→ **Supplied information**:
══════

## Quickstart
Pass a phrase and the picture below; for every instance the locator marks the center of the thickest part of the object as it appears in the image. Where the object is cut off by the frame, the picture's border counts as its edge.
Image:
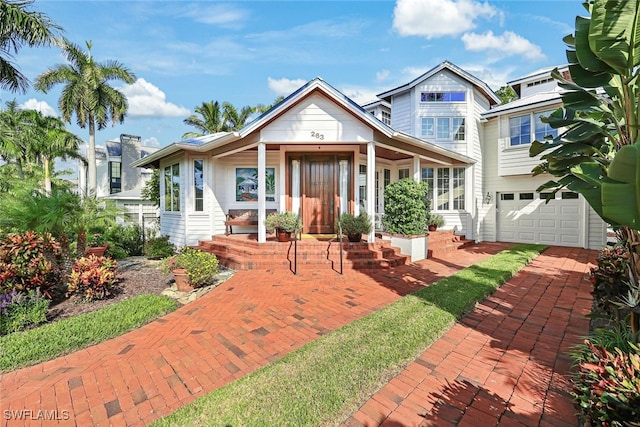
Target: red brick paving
(257, 317)
(505, 362)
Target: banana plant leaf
(621, 193)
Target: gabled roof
(536, 100)
(446, 65)
(208, 142)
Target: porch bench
(242, 217)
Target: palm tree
(19, 26)
(210, 120)
(50, 140)
(88, 95)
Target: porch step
(243, 254)
(444, 242)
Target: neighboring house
(319, 153)
(118, 180)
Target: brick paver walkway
(505, 363)
(257, 317)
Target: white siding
(316, 120)
(401, 113)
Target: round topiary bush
(406, 207)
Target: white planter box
(415, 246)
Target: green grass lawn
(51, 340)
(326, 380)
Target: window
(115, 178)
(458, 188)
(362, 187)
(427, 127)
(442, 190)
(447, 185)
(458, 128)
(543, 129)
(521, 132)
(442, 97)
(427, 177)
(386, 118)
(172, 188)
(198, 185)
(443, 128)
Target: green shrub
(406, 207)
(609, 280)
(285, 221)
(124, 240)
(201, 266)
(19, 310)
(92, 278)
(607, 385)
(29, 261)
(159, 247)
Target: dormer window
(442, 96)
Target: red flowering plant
(93, 278)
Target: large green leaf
(614, 34)
(621, 194)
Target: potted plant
(435, 221)
(191, 268)
(283, 223)
(405, 216)
(355, 226)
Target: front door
(318, 194)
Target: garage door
(524, 217)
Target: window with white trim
(442, 96)
(172, 188)
(522, 132)
(443, 128)
(446, 187)
(198, 185)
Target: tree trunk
(91, 159)
(631, 238)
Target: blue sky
(249, 52)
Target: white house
(319, 153)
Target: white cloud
(360, 95)
(438, 18)
(147, 100)
(507, 44)
(382, 75)
(42, 106)
(151, 142)
(284, 86)
(224, 15)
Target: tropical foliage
(87, 94)
(21, 26)
(406, 207)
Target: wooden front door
(318, 194)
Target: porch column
(417, 173)
(262, 191)
(371, 187)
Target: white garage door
(524, 217)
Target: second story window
(443, 128)
(442, 96)
(386, 118)
(522, 132)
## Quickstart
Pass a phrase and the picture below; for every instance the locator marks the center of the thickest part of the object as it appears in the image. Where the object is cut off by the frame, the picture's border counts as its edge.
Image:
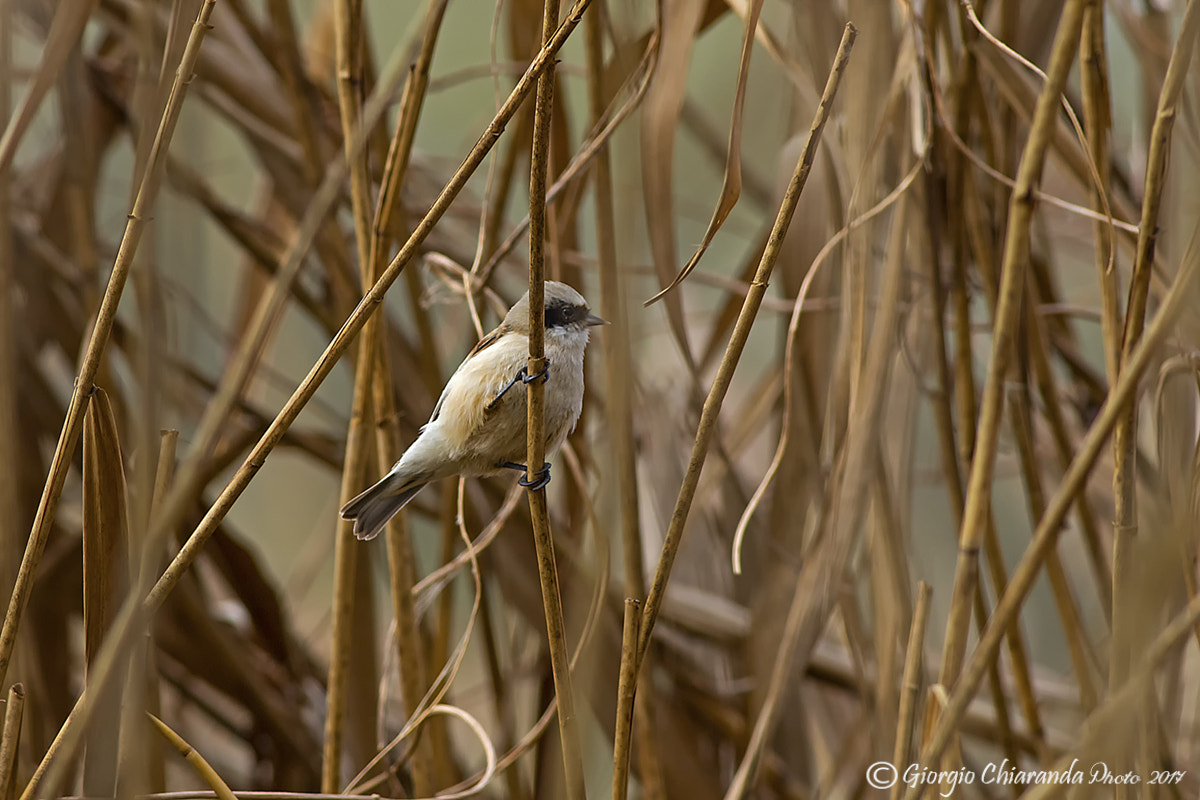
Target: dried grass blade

══════

→ **Written problem**: Without including the pictures, reproduce all entries exactly.

→ **Task output**:
## Quickstart
Pass a phrase and the picture below; for every instance the locator marks the center of the thickest part of the object as it appears in the image. Where the object is cut off by the frame, the picture's border counts as its edge.
Image:
Target: red brick paving
(257, 317)
(505, 362)
Target: banana plant leaf
(621, 193)
Target: gabled roof
(536, 100)
(446, 65)
(208, 142)
Target: porch bench
(242, 217)
Target: palm tree
(19, 26)
(210, 120)
(50, 140)
(88, 95)
Target: porch step
(243, 254)
(444, 242)
Target: neighboring house
(319, 153)
(118, 180)
Target: brick paver walkway
(505, 363)
(257, 317)
Target: white siding
(316, 120)
(401, 113)
Target: round topiary bush
(406, 207)
Target: white planter box
(415, 246)
Target: green grass lawn
(51, 340)
(326, 380)
Target: window
(115, 178)
(458, 188)
(362, 187)
(427, 127)
(442, 190)
(447, 185)
(458, 128)
(543, 129)
(521, 132)
(442, 97)
(427, 177)
(386, 118)
(172, 188)
(198, 185)
(443, 128)
Target: green shrub
(406, 207)
(609, 280)
(285, 221)
(124, 240)
(201, 266)
(19, 310)
(92, 278)
(607, 385)
(29, 261)
(159, 247)
Target: dormer window
(442, 96)
Target: red flowering plant
(93, 278)
Target: large green leaf
(614, 34)
(621, 194)
Target: potted plant
(435, 221)
(191, 268)
(283, 223)
(405, 216)
(355, 226)
Target: front door
(318, 194)
Target: garage door
(524, 217)
Target: window with white trim
(442, 96)
(172, 188)
(522, 132)
(443, 128)
(446, 187)
(198, 185)
Target: tree trunk
(91, 159)
(631, 238)
Target: blue sky
(249, 52)
Target: white house
(319, 153)
Target: white cloud
(360, 95)
(438, 18)
(147, 100)
(507, 44)
(382, 75)
(42, 106)
(151, 142)
(284, 86)
(224, 15)
Target: tropical foliage
(87, 94)
(21, 26)
(406, 207)
Target: wooden front door
(318, 194)
Target: porch column
(417, 173)
(262, 191)
(371, 187)
Target: white garage door
(524, 217)
Target: second story window
(443, 128)
(442, 96)
(386, 118)
(522, 132)
## Quickstart
Pass a phrase and the picture below; for every instance the locator marks the center of the thickest part of the object as it appears in the image. Where the object is cut off by the frame, the picture's border counts as its edge.
Image:
Target: dried grass blade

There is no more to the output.